> SHORT EXERCISE 1:
Filter the records below and keep every line that contains the string "wooden". Matching is case-sensitive.

# Forum Home Renovation Tools & Products  Cheap tool chest

## OneZero

Shogun 16 Drawers Mechanic Trolley Tool BOX Roller Cabinet Toolbox Black | eBay 
Anyone bought of of these? They don't have roller sliders which is about the only down side I can see. I am not going to be using it all day every day so am thinking it might be a good buy so I can organise some of my stuff.

----------


## OBBob

30 day warranty. I'm sort of looking for a new toolbox too ... but I'm not sure how long the cheep ones would last. Also interested if anyone has any real feedback for a causal user.

----------


## justonething

Aldi is also selling a _toolbox_. It has a 3 years warranty.

----------


## OneZero

Same price as the ebay one but without as many draws.

----------


## MorganGT

Trust me, you definitely want ball bearing runners on the drawers. As soon as you load the drawers up with tools the extra weight makes the runners bind, and the cheaper cabinets without ball bearing runners are often thinner gauge steel, which means the drawers can easily flex and bind in the runners, so if you try to pull open a wide drawer from one side of its handle rather than dead centre it can easily jam.

> SHORT EXERCISE 2:
According to the forum thread, how long is the warranty on the toolbox that Aldi is selling?

> INPUT MATERIAL:

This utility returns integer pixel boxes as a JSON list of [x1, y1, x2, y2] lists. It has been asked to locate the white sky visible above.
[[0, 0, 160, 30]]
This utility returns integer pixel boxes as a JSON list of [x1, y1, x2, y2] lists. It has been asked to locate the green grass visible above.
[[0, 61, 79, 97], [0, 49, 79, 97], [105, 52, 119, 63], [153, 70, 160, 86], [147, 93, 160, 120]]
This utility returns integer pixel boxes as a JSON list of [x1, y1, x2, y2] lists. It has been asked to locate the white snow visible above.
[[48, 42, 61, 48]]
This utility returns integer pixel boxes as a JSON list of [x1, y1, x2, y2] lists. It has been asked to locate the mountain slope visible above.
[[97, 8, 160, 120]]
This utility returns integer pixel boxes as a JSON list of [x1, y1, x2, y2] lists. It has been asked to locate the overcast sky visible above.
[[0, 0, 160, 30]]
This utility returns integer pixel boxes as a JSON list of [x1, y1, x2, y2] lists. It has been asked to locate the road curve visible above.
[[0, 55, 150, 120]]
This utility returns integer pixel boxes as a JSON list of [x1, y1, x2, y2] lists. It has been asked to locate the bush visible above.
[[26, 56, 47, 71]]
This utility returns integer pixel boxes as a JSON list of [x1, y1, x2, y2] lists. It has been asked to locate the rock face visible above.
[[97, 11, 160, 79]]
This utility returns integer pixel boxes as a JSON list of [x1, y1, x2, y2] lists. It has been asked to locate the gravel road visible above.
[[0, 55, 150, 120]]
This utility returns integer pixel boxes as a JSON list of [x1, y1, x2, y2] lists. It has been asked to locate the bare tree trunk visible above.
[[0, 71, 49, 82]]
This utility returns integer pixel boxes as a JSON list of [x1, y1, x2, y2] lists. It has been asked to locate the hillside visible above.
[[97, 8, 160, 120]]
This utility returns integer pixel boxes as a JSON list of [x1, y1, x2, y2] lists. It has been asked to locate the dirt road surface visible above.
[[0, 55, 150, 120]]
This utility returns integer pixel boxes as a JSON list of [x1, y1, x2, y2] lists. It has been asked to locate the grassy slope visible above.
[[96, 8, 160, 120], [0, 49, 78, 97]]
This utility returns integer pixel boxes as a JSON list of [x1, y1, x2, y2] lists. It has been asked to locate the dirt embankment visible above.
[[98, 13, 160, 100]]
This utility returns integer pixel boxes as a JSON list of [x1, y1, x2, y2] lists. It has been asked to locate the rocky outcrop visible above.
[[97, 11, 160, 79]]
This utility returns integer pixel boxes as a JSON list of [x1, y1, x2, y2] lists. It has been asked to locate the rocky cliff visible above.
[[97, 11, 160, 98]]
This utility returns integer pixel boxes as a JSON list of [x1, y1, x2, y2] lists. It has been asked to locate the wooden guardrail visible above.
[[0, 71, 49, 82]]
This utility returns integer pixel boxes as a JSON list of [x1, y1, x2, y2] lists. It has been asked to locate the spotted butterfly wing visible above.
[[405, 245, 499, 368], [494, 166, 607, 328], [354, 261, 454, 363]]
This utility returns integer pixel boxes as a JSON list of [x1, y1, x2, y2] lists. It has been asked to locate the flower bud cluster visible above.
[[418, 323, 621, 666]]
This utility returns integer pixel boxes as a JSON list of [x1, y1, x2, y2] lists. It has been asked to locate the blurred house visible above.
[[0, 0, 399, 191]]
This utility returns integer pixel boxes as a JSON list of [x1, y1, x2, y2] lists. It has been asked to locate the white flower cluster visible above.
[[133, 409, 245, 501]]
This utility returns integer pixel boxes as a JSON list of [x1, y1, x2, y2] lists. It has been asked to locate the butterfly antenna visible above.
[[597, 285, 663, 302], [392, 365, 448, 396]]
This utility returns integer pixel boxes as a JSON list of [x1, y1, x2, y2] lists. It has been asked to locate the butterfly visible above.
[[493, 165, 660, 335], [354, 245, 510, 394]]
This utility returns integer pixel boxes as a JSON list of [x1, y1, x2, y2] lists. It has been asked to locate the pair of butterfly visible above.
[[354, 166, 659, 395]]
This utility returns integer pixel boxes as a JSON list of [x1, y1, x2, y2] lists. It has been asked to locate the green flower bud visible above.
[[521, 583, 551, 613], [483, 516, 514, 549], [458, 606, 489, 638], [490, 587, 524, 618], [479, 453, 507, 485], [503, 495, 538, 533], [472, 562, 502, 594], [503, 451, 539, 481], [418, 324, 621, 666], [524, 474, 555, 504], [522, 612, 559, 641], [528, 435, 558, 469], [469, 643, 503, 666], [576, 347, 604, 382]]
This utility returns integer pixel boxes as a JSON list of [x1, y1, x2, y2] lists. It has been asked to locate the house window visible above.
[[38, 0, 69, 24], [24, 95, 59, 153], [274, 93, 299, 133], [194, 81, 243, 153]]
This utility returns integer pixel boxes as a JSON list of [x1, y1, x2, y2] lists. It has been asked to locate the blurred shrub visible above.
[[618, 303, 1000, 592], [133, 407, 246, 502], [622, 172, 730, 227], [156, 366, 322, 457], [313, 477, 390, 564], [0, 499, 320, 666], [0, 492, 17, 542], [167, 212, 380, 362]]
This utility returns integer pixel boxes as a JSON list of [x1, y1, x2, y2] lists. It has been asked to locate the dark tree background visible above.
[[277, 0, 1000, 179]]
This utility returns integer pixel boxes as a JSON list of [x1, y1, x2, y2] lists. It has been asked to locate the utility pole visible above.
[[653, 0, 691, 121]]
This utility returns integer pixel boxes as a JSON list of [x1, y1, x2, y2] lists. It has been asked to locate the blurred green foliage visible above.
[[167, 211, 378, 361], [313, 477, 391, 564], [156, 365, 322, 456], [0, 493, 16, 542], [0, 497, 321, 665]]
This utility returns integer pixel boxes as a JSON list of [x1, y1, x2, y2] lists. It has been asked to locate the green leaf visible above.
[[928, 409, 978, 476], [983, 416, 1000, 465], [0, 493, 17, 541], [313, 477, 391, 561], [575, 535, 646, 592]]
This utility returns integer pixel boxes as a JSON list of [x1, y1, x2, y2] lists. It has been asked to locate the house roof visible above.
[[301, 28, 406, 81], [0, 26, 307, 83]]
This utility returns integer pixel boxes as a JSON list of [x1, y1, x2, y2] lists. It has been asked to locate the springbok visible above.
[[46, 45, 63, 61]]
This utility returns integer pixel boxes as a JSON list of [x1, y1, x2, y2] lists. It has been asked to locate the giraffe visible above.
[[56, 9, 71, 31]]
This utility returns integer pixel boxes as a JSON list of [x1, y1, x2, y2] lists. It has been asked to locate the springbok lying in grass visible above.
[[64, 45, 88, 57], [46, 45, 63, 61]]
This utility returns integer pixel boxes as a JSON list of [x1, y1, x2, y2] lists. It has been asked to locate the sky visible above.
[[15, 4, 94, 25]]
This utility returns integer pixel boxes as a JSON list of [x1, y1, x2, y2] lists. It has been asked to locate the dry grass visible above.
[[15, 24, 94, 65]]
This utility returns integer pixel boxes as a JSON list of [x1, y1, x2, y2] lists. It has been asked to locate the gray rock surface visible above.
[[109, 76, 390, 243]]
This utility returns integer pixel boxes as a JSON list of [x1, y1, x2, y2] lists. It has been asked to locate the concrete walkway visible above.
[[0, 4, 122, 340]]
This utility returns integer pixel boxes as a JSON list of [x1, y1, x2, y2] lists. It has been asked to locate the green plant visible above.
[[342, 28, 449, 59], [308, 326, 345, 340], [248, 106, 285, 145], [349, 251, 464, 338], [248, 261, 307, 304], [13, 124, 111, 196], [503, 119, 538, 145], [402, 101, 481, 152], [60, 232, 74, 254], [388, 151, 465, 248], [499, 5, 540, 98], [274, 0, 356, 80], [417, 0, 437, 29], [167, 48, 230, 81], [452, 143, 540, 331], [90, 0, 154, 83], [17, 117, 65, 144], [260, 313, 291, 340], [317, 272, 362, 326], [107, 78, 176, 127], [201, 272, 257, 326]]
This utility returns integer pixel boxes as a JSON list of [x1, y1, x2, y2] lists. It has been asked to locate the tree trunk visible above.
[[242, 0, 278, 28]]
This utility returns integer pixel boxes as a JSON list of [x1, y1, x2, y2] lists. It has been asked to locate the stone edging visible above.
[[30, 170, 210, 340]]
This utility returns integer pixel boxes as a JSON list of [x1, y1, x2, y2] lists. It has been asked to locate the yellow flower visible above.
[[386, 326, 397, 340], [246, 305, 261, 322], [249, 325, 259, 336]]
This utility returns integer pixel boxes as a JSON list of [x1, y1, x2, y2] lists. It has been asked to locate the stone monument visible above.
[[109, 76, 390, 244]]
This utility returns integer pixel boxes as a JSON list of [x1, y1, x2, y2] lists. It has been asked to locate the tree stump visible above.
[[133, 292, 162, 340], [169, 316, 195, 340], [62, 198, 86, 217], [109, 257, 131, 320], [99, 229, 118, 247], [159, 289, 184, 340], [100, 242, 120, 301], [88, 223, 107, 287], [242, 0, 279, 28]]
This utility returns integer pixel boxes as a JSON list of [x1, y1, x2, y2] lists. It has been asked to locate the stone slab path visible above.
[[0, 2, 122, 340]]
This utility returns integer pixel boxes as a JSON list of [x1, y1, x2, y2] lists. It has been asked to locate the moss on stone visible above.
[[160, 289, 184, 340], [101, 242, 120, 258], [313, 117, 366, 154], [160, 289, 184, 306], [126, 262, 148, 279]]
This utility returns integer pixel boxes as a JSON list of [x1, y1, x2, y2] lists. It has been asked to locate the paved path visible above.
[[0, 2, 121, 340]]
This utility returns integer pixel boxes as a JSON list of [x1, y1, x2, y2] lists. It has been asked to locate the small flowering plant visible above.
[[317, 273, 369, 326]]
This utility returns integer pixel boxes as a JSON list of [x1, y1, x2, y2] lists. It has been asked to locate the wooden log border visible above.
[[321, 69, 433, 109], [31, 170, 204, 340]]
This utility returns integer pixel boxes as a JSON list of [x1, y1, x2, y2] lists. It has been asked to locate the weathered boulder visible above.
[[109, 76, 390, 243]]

> TASK RESULT 1:
This utility returns integer pixel boxes as a JSON list of [x1, y1, x2, y2] lists. It has been asked to locate the wooden guardrail visible above.
This utility returns integer pixel boxes as a JSON list of [x1, y1, x2, y2] lists. It has been asked to locate the wooden log border visible above.

> TASK RESULT 2:
3 years.